### Aim of the exercise
Exactly reproduce the line containing "You are given a photograph. Could you point to the drawer" together with every line after it, through the end of the entries, and give nothing more.

=== Entries supplied ===

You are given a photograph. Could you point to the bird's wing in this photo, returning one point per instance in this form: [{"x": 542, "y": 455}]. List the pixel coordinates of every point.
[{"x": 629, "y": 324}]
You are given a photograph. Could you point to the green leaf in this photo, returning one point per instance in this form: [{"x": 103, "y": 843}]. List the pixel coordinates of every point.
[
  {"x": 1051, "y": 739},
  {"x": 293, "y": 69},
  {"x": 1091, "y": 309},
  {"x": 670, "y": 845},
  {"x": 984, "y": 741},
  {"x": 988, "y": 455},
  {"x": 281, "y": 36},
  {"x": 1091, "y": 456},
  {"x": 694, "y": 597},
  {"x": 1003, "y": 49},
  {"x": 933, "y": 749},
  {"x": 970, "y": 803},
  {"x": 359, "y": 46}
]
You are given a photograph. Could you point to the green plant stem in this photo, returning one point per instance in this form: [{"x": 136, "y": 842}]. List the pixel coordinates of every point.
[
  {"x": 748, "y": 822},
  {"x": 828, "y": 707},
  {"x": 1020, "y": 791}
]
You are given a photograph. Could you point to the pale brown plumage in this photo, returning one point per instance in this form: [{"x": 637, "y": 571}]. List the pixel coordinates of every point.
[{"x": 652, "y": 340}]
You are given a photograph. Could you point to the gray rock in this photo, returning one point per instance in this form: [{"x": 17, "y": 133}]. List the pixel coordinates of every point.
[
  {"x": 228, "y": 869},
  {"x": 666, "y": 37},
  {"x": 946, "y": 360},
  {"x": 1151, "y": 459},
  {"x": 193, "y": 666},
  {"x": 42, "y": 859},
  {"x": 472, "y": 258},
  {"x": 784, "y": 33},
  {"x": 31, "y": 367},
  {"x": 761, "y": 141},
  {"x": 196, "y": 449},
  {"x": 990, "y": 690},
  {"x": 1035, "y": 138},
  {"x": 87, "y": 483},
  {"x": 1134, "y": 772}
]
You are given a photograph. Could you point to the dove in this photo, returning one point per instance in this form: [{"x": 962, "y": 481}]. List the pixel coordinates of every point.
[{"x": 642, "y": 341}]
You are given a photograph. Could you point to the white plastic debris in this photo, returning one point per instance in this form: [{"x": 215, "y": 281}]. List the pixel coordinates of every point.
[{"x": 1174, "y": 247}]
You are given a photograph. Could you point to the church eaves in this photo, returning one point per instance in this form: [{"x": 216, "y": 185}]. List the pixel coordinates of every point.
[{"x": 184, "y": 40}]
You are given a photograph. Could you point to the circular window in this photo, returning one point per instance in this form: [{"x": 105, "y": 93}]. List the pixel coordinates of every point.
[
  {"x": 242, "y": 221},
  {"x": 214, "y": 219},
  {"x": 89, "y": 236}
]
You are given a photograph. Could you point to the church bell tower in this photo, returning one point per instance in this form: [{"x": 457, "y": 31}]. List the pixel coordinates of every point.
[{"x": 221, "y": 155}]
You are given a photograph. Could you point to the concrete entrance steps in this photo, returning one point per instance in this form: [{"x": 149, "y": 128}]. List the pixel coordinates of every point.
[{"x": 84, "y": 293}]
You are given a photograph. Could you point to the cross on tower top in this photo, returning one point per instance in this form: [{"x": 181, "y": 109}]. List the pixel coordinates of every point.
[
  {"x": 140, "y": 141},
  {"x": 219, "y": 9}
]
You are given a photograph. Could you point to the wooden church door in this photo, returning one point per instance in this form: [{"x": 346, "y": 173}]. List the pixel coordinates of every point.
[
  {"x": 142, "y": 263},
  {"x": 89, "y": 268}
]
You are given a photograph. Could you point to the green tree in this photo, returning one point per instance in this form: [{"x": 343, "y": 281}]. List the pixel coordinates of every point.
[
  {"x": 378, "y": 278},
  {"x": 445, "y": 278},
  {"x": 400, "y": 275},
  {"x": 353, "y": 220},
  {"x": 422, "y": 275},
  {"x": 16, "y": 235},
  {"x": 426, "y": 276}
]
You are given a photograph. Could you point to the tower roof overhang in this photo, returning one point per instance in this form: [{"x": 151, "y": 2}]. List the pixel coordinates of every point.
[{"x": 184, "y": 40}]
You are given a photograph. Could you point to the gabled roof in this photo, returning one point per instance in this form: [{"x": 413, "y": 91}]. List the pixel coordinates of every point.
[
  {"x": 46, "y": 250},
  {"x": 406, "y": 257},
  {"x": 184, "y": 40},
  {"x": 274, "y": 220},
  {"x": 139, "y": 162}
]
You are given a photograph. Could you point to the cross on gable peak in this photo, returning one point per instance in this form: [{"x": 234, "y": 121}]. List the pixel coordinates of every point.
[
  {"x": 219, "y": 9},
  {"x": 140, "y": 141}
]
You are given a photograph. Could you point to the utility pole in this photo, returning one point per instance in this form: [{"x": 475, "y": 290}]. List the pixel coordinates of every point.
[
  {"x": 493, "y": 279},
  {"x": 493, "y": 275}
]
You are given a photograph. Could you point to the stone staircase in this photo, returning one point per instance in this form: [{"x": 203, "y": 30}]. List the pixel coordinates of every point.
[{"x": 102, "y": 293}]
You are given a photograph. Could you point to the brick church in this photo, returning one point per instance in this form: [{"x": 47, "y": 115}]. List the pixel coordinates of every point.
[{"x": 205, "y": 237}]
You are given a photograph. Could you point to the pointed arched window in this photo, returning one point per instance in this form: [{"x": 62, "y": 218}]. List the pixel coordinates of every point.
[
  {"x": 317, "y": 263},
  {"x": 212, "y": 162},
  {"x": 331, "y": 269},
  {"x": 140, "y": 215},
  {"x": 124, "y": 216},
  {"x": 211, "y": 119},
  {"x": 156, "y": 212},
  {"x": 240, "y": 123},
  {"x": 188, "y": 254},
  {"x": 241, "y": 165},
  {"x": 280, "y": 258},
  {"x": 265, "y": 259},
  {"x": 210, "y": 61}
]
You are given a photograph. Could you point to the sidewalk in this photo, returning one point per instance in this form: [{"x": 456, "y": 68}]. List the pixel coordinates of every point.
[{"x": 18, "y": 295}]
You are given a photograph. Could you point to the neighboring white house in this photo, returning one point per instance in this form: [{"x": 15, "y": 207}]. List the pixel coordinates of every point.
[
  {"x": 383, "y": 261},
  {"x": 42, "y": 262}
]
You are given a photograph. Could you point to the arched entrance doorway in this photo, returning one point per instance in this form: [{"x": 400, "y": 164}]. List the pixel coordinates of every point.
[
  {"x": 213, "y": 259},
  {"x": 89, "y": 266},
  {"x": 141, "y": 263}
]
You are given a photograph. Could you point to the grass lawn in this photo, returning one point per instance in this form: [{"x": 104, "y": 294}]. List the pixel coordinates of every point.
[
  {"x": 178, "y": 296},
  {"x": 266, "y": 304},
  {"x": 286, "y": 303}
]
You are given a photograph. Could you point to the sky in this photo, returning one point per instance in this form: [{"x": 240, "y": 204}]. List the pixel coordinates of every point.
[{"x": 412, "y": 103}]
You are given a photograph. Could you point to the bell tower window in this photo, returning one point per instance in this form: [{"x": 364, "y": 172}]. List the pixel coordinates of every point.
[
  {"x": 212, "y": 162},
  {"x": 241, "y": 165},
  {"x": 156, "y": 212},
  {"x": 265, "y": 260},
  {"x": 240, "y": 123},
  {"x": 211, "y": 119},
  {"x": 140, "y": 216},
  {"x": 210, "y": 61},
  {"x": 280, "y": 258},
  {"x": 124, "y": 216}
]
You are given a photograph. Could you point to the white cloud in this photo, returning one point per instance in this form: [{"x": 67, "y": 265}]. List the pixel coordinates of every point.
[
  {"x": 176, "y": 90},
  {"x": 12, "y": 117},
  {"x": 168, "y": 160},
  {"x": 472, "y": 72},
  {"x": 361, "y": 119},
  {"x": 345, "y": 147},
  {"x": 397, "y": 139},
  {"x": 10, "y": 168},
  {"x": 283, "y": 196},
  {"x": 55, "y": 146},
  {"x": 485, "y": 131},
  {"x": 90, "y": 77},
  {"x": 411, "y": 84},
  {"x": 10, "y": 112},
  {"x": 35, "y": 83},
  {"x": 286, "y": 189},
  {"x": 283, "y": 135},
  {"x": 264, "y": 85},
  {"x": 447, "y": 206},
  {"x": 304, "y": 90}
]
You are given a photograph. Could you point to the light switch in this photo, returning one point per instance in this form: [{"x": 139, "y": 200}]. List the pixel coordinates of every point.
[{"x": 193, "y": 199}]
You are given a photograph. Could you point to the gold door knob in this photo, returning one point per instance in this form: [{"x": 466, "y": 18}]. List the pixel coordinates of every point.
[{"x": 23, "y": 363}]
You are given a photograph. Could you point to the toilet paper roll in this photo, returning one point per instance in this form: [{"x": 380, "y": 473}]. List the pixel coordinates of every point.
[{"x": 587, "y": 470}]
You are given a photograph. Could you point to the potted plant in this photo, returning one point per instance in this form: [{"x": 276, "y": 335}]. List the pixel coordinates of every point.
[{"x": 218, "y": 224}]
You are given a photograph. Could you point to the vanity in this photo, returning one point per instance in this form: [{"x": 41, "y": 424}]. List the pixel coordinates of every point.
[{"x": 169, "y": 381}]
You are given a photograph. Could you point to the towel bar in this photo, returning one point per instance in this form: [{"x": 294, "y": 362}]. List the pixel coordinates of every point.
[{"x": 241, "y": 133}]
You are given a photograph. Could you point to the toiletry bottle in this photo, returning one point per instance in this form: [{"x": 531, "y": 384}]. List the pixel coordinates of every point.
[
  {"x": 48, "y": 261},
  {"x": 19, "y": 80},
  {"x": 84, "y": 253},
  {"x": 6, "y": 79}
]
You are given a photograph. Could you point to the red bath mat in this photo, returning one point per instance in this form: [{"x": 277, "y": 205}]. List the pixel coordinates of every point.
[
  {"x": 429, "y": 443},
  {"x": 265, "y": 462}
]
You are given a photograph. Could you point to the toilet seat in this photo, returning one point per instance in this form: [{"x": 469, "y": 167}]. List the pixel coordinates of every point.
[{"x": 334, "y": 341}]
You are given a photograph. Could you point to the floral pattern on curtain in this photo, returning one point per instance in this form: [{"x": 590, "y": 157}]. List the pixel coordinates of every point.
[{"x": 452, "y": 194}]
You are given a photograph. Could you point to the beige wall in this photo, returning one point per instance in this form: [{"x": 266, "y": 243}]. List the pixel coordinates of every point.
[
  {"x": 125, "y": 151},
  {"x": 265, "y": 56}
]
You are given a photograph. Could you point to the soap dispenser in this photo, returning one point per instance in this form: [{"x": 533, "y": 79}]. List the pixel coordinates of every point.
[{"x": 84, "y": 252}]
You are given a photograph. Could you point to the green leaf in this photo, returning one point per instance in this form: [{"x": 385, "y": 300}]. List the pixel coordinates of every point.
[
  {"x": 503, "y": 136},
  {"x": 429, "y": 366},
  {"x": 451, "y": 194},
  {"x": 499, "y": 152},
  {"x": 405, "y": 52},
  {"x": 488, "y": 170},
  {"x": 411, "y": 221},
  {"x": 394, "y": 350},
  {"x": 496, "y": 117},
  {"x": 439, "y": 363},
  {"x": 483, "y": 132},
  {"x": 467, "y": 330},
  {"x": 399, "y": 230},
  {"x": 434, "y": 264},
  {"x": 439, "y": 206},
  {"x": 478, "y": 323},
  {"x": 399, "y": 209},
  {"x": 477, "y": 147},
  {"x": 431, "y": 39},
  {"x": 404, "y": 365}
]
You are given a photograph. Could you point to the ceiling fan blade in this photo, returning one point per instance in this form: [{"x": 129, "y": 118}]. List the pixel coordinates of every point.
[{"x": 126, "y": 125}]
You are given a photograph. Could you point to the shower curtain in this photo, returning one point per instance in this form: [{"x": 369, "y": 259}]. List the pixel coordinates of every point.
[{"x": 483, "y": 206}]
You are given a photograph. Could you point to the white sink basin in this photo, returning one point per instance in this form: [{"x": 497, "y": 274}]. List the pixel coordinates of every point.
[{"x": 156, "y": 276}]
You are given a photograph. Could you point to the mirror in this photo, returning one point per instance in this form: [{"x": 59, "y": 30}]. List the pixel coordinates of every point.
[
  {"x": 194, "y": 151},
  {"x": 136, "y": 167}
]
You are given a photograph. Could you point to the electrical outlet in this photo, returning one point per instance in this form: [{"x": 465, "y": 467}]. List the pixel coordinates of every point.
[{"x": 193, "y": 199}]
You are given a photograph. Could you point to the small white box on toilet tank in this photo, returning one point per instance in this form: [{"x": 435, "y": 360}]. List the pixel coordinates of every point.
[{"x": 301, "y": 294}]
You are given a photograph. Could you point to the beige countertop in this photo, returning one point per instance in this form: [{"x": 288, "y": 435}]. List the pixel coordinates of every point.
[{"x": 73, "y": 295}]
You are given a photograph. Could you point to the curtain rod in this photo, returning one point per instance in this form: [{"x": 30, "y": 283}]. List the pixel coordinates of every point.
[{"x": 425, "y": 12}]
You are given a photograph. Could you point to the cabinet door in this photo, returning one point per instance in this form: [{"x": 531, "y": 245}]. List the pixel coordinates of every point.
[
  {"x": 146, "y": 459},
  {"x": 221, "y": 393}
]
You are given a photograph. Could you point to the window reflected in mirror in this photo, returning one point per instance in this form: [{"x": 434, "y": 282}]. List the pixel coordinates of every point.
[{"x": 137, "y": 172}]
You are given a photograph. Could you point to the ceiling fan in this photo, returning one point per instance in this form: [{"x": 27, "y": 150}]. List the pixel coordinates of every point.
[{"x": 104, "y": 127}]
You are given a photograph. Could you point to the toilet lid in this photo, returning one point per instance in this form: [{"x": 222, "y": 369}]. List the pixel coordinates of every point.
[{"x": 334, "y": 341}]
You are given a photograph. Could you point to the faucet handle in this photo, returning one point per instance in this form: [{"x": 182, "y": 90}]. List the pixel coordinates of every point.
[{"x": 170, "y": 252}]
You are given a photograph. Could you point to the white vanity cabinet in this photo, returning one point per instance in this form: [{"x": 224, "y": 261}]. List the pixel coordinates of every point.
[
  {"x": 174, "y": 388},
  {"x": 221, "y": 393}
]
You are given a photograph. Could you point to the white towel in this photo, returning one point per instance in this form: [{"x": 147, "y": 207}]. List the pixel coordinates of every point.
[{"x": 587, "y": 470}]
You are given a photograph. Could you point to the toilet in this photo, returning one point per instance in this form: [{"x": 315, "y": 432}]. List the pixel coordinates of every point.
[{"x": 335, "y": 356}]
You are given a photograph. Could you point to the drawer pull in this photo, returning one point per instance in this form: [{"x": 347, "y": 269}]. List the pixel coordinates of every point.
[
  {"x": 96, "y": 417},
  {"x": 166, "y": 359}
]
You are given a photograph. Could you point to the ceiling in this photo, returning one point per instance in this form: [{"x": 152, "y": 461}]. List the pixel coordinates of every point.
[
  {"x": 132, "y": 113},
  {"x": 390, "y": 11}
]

===

### Exercise response
You are given a photograph. Could you point to the drawer pull in this photo, returning one point per instance in this form: [{"x": 347, "y": 269}]. List the pixel coordinates of every point.
[
  {"x": 96, "y": 417},
  {"x": 166, "y": 359}
]
You are given a photograph. Could you point to the ceiling in this photo, returning one point per instance in this form: [{"x": 152, "y": 461}]. List the pixel coordinates of every point.
[
  {"x": 132, "y": 113},
  {"x": 390, "y": 11}
]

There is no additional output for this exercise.